[Problem] In the records below, locate the line containing "For every instance of the small green"; output that line and every following line through the last, exactly.

[Extracted entries]
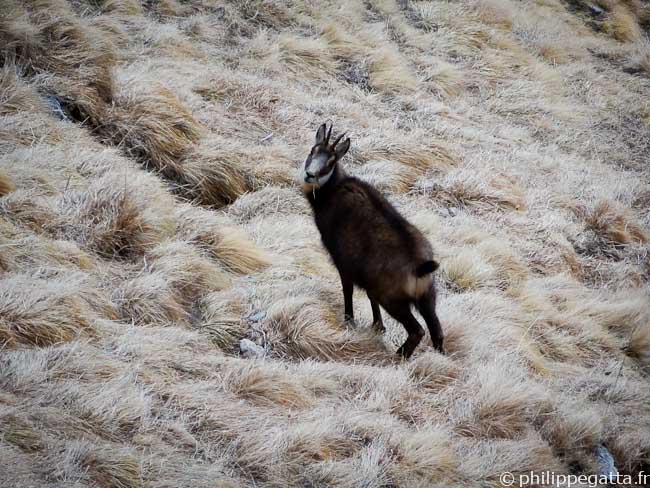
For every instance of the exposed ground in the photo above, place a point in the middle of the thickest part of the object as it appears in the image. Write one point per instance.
(150, 220)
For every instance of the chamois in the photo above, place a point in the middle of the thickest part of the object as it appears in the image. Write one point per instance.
(371, 244)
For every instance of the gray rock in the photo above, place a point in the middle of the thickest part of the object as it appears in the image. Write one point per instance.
(606, 463)
(250, 350)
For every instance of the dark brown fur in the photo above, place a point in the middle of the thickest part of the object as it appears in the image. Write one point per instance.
(375, 248)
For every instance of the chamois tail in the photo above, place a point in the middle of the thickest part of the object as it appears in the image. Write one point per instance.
(426, 268)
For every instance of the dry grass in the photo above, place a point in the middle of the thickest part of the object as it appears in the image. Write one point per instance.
(150, 220)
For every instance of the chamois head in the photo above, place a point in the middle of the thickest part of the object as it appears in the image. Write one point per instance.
(322, 159)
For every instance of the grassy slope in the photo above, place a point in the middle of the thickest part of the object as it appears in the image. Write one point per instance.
(143, 237)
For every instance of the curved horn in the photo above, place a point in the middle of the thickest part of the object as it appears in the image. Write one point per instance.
(341, 136)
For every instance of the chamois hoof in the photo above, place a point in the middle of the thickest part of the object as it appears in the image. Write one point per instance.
(439, 347)
(378, 327)
(350, 322)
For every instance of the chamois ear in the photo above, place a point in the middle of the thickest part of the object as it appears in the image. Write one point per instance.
(320, 134)
(342, 148)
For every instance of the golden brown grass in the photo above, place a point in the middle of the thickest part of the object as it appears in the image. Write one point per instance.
(150, 220)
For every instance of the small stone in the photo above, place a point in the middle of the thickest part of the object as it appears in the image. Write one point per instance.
(257, 317)
(595, 10)
(250, 350)
(606, 463)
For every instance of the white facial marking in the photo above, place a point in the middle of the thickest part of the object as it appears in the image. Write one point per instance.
(316, 166)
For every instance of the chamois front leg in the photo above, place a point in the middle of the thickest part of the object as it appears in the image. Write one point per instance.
(427, 307)
(377, 322)
(401, 312)
(348, 288)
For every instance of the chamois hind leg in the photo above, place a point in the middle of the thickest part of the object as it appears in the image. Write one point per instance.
(377, 322)
(401, 311)
(426, 304)
(348, 288)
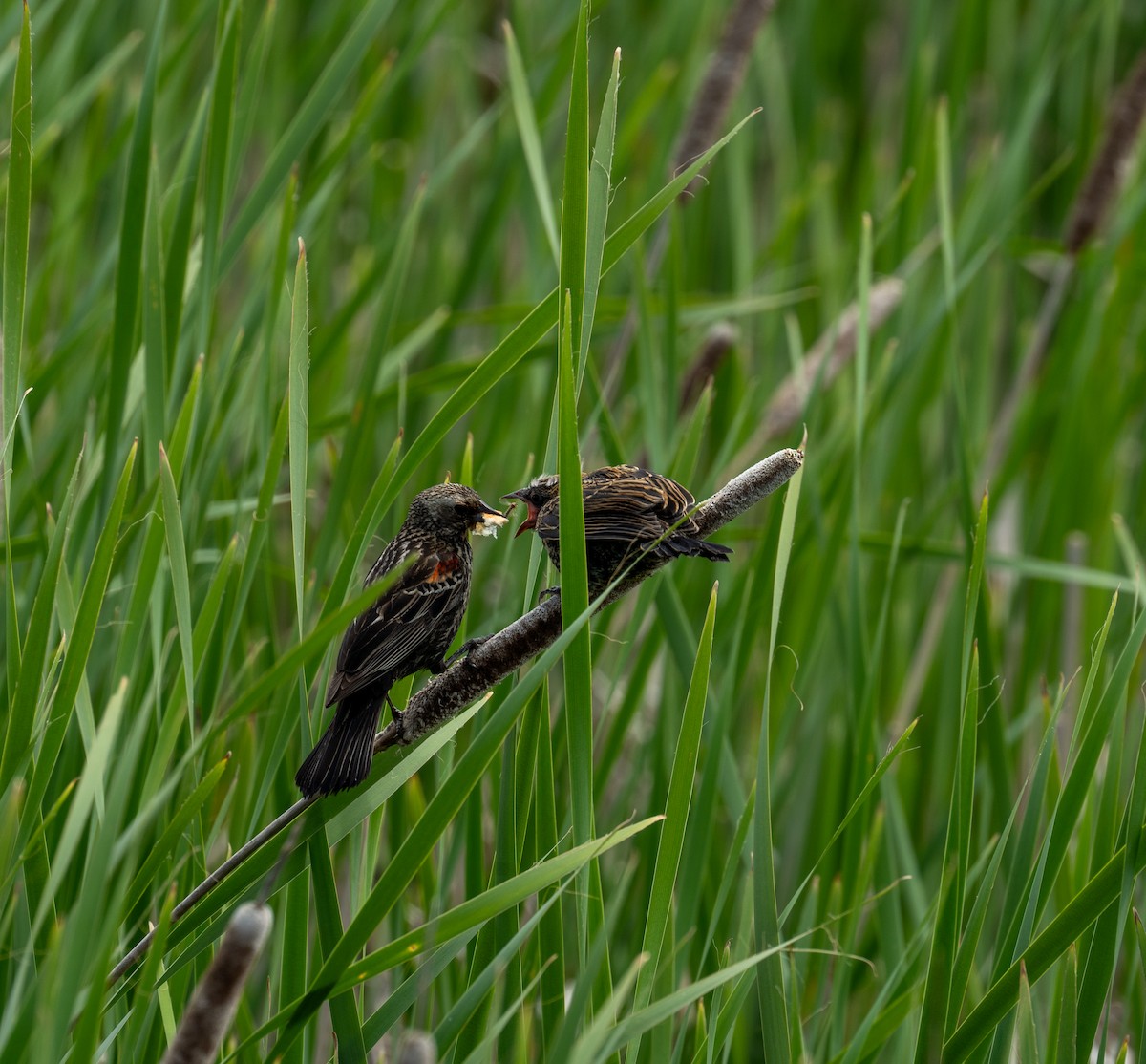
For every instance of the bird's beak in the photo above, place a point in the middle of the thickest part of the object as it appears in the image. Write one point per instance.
(531, 517)
(490, 521)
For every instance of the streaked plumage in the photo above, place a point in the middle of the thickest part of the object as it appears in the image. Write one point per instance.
(408, 628)
(628, 510)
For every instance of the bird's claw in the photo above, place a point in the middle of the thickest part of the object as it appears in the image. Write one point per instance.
(467, 649)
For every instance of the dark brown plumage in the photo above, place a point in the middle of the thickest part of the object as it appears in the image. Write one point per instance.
(410, 628)
(628, 511)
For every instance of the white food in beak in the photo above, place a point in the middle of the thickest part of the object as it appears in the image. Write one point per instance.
(490, 524)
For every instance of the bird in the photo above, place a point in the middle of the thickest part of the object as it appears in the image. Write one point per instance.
(408, 628)
(631, 516)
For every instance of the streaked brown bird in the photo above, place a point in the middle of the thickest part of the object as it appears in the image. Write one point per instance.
(410, 628)
(629, 511)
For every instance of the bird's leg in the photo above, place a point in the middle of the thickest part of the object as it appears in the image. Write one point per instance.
(464, 650)
(394, 713)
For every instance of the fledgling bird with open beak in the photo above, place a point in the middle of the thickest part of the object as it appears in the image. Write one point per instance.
(410, 628)
(628, 511)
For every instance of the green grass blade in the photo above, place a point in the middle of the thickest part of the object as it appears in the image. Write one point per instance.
(531, 138)
(676, 817)
(17, 221)
(180, 581)
(305, 126)
(129, 272)
(771, 978)
(578, 663)
(87, 616)
(599, 192)
(477, 910)
(576, 188)
(22, 711)
(299, 408)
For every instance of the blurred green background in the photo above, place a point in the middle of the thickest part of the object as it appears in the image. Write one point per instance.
(881, 257)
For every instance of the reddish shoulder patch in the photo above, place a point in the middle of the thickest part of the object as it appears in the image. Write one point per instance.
(445, 567)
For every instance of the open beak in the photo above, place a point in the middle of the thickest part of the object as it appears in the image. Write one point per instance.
(490, 521)
(531, 517)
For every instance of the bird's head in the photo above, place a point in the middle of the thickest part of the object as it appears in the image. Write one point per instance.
(539, 492)
(456, 509)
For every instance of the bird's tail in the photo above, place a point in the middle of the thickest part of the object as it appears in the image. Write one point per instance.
(679, 544)
(342, 758)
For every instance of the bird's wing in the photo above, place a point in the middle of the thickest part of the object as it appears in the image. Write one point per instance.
(388, 636)
(622, 502)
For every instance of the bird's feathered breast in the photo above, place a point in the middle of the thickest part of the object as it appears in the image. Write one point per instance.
(390, 639)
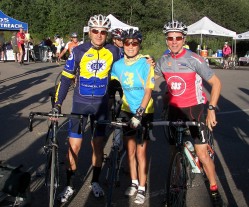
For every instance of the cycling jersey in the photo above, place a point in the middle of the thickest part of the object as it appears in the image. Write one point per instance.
(183, 74)
(20, 38)
(70, 45)
(93, 67)
(134, 79)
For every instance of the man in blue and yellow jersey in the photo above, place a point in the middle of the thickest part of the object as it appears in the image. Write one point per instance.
(91, 62)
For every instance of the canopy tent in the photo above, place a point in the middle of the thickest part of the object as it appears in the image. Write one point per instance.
(115, 23)
(242, 36)
(205, 26)
(8, 23)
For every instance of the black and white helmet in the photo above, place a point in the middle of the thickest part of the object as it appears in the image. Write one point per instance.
(132, 34)
(74, 34)
(99, 21)
(175, 26)
(117, 33)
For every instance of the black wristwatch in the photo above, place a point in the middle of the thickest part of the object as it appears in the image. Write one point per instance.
(211, 107)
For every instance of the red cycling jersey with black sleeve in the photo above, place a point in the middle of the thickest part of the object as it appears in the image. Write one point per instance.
(184, 74)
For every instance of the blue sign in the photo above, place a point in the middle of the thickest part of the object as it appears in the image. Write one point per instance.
(8, 23)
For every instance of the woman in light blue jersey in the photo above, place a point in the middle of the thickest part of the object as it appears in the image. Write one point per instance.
(136, 77)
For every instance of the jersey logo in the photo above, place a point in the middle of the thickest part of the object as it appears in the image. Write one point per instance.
(129, 79)
(89, 55)
(96, 66)
(176, 85)
(70, 57)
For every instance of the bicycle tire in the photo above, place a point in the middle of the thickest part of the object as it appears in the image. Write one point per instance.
(57, 81)
(210, 142)
(52, 174)
(111, 179)
(177, 181)
(166, 129)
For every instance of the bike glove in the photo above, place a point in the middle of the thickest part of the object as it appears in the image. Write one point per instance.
(56, 109)
(136, 119)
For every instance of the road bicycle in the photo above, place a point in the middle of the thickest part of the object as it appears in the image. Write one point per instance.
(51, 148)
(231, 62)
(184, 164)
(116, 156)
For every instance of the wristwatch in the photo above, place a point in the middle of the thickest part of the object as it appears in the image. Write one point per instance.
(211, 107)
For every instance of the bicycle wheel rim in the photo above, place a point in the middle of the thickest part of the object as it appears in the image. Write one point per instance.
(112, 176)
(177, 182)
(166, 129)
(53, 176)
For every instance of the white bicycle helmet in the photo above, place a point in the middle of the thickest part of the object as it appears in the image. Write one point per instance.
(99, 21)
(74, 34)
(175, 26)
(132, 34)
(117, 33)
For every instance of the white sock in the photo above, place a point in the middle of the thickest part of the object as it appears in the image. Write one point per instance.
(141, 188)
(135, 182)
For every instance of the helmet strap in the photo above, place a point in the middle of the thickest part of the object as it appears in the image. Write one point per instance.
(96, 47)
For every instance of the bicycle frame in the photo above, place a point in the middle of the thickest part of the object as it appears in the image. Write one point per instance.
(178, 172)
(115, 158)
(51, 149)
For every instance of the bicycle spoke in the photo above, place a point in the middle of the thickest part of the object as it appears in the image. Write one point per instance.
(177, 182)
(112, 174)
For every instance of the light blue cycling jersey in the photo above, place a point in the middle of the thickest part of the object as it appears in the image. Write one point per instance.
(134, 79)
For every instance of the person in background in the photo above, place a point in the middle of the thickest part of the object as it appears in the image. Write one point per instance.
(2, 45)
(114, 84)
(226, 54)
(136, 77)
(70, 45)
(57, 43)
(20, 42)
(117, 40)
(186, 46)
(91, 63)
(14, 46)
(184, 72)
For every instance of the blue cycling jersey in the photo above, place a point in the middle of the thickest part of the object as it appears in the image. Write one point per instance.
(91, 68)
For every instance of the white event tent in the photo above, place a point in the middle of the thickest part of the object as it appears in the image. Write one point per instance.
(115, 23)
(205, 26)
(242, 36)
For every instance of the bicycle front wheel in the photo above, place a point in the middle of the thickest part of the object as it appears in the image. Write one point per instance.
(177, 181)
(52, 175)
(111, 176)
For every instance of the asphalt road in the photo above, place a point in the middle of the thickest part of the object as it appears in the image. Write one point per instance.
(26, 88)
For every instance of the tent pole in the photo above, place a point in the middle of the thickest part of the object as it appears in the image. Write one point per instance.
(172, 10)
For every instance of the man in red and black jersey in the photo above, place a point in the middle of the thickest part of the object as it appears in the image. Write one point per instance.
(183, 72)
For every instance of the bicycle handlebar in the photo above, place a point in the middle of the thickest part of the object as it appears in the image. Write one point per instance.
(52, 115)
(176, 123)
(111, 123)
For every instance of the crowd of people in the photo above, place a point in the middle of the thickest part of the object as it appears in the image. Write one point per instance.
(94, 63)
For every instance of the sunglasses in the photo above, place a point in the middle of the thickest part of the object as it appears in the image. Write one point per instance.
(96, 31)
(178, 38)
(134, 44)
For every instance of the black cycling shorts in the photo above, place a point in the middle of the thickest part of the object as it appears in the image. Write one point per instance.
(192, 113)
(94, 111)
(113, 87)
(128, 131)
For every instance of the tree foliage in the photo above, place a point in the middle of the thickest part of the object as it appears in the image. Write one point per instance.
(50, 17)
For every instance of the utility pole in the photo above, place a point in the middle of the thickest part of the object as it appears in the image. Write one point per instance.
(172, 10)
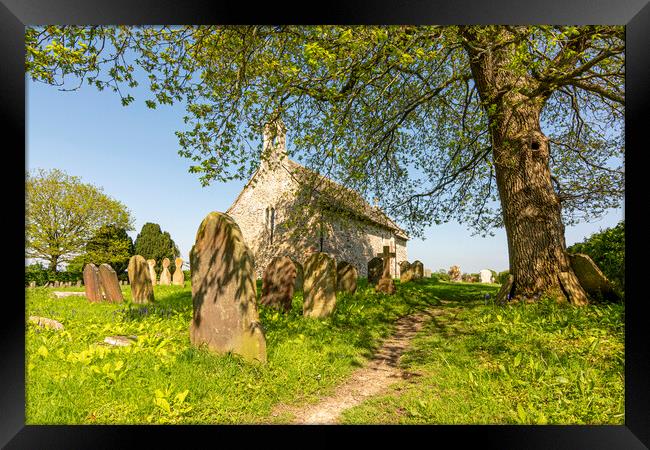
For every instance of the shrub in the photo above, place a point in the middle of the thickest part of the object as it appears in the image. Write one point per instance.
(607, 249)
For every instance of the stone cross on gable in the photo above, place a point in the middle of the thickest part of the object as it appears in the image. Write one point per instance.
(386, 255)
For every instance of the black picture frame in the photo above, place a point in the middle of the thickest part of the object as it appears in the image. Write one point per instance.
(635, 14)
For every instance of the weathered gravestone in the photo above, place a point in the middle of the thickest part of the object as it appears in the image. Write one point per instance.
(375, 269)
(178, 279)
(278, 283)
(224, 293)
(418, 269)
(406, 272)
(591, 278)
(300, 276)
(346, 277)
(140, 280)
(152, 270)
(319, 290)
(455, 273)
(92, 283)
(386, 283)
(486, 276)
(165, 275)
(111, 286)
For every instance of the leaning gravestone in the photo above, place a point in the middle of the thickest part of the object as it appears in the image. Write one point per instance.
(178, 279)
(165, 275)
(486, 276)
(406, 272)
(300, 276)
(110, 284)
(319, 290)
(346, 277)
(278, 283)
(224, 293)
(140, 280)
(92, 283)
(418, 269)
(152, 271)
(375, 269)
(591, 278)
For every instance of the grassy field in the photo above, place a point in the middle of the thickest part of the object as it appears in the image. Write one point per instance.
(475, 363)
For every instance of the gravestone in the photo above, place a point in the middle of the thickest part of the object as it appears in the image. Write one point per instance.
(140, 280)
(152, 271)
(486, 276)
(454, 273)
(111, 286)
(386, 283)
(375, 269)
(346, 277)
(591, 278)
(406, 272)
(224, 292)
(418, 269)
(92, 283)
(178, 279)
(278, 283)
(300, 276)
(319, 290)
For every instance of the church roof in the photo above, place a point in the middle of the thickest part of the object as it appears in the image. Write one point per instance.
(342, 196)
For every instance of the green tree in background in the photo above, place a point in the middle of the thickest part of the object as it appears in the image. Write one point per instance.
(62, 215)
(607, 249)
(111, 245)
(153, 243)
(493, 126)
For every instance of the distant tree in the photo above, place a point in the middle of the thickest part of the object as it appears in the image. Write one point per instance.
(607, 249)
(62, 214)
(153, 243)
(110, 245)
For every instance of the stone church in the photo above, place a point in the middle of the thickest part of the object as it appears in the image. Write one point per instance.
(287, 209)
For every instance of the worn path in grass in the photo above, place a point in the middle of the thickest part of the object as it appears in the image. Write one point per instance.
(380, 372)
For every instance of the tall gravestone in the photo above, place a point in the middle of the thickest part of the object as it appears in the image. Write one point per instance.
(92, 283)
(152, 271)
(386, 283)
(140, 280)
(406, 272)
(178, 279)
(165, 275)
(224, 293)
(111, 285)
(278, 283)
(319, 290)
(346, 277)
(300, 276)
(375, 269)
(418, 269)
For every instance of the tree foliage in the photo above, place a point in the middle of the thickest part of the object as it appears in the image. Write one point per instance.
(153, 243)
(391, 111)
(111, 245)
(62, 215)
(607, 249)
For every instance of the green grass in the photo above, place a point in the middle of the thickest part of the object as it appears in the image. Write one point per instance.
(527, 364)
(72, 378)
(475, 363)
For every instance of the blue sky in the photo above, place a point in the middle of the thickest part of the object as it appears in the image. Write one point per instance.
(131, 152)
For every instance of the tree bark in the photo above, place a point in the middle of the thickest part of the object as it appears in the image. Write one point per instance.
(530, 207)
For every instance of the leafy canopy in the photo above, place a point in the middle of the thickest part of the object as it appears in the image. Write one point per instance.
(62, 214)
(390, 111)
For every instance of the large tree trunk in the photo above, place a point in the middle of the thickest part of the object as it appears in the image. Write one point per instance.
(531, 209)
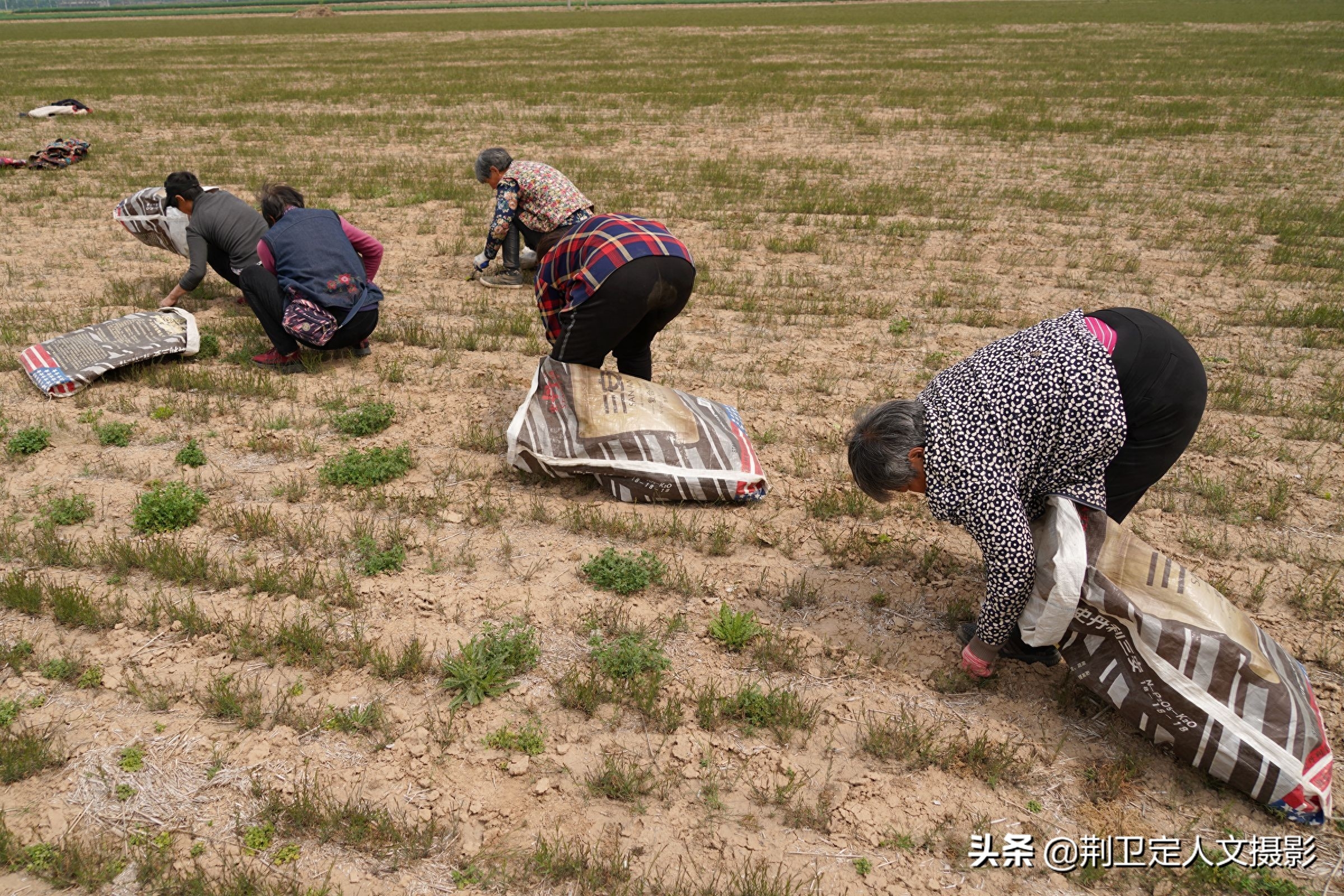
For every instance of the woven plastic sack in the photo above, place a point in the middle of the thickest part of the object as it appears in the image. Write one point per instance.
(65, 365)
(643, 441)
(1190, 669)
(144, 217)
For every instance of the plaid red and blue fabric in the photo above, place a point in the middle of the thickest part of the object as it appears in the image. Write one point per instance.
(589, 254)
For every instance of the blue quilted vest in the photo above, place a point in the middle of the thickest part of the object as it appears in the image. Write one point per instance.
(315, 261)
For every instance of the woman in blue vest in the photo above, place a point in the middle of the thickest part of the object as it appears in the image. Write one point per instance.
(324, 272)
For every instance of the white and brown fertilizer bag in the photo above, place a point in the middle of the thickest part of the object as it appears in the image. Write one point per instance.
(1182, 662)
(66, 365)
(643, 441)
(146, 218)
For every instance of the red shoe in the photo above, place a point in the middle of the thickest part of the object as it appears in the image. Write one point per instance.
(283, 363)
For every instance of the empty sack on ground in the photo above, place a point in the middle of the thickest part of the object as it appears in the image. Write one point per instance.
(65, 365)
(1182, 662)
(643, 441)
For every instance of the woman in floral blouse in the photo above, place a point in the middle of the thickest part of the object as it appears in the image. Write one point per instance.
(531, 199)
(1092, 408)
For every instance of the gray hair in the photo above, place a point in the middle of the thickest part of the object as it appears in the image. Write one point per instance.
(881, 444)
(494, 157)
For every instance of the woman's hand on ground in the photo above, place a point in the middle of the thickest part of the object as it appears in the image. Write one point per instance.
(973, 665)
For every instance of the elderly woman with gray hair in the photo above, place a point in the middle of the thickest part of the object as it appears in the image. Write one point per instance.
(1092, 408)
(531, 199)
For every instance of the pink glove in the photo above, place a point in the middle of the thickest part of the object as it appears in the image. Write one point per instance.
(973, 665)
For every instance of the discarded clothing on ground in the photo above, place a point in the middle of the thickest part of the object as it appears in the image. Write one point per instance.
(146, 218)
(58, 153)
(643, 441)
(66, 365)
(1179, 660)
(58, 108)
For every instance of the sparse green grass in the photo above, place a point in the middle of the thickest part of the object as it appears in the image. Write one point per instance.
(777, 710)
(29, 441)
(622, 778)
(169, 507)
(529, 739)
(113, 435)
(734, 629)
(192, 454)
(410, 662)
(26, 753)
(367, 468)
(312, 810)
(486, 665)
(21, 593)
(59, 669)
(132, 758)
(624, 573)
(365, 419)
(69, 511)
(374, 561)
(227, 699)
(74, 606)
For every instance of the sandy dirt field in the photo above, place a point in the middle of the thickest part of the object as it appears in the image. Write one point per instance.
(257, 702)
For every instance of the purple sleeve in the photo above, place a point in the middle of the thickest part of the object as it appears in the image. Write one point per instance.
(268, 261)
(370, 250)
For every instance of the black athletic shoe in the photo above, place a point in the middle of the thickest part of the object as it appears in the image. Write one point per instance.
(1014, 648)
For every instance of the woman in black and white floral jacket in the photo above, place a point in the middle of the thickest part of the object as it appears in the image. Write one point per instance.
(1092, 408)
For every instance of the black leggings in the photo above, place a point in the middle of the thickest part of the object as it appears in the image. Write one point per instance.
(631, 307)
(263, 295)
(1164, 389)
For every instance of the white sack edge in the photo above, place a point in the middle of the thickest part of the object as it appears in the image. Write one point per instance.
(1061, 568)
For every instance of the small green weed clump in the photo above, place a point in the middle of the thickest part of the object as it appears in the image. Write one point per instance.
(10, 711)
(631, 655)
(27, 753)
(169, 507)
(367, 468)
(91, 679)
(132, 758)
(624, 573)
(209, 347)
(366, 419)
(113, 435)
(529, 739)
(21, 593)
(73, 606)
(59, 669)
(192, 454)
(628, 671)
(29, 441)
(486, 665)
(69, 511)
(733, 629)
(780, 711)
(374, 561)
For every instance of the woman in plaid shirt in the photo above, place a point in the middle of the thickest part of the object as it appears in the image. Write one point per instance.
(609, 285)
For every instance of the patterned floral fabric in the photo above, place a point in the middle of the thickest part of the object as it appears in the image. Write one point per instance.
(539, 197)
(308, 321)
(58, 153)
(1035, 414)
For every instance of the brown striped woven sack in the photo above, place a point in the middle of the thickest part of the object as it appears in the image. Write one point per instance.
(1182, 662)
(643, 441)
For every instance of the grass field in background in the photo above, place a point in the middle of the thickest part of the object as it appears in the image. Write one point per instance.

[Solution to this problem]
For every instance of the small green weed clump in the photo above, place a point in the middle of the thickest part of the object as it appears in the image. Write one point per instance.
(10, 711)
(631, 655)
(27, 753)
(169, 507)
(367, 468)
(91, 679)
(132, 758)
(624, 573)
(209, 347)
(366, 419)
(113, 435)
(529, 739)
(21, 593)
(73, 606)
(59, 669)
(192, 454)
(628, 671)
(29, 441)
(486, 665)
(69, 511)
(733, 629)
(780, 711)
(374, 561)
For every instance of the woman in plaid shirt in the photo above, place a point in the middle of the thickest part of the object as it appears in the image. Write one point per instance.
(609, 285)
For every instance of the patterned floral fabric in the photo above, place a point in the middle of the thickest part of the object as it appears in the image. Write one point per instance.
(539, 197)
(308, 321)
(58, 153)
(1035, 414)
For every instance of the brown striped woven sack in the photo above, place a point in the middle of the thickest part of the object as it appears in the image. Write one point per instance.
(1182, 662)
(643, 441)
For every instance of the grass field in background in the photo above, place a point in the middle of the thickest part of the object as it appears in the image. Write one point per instance.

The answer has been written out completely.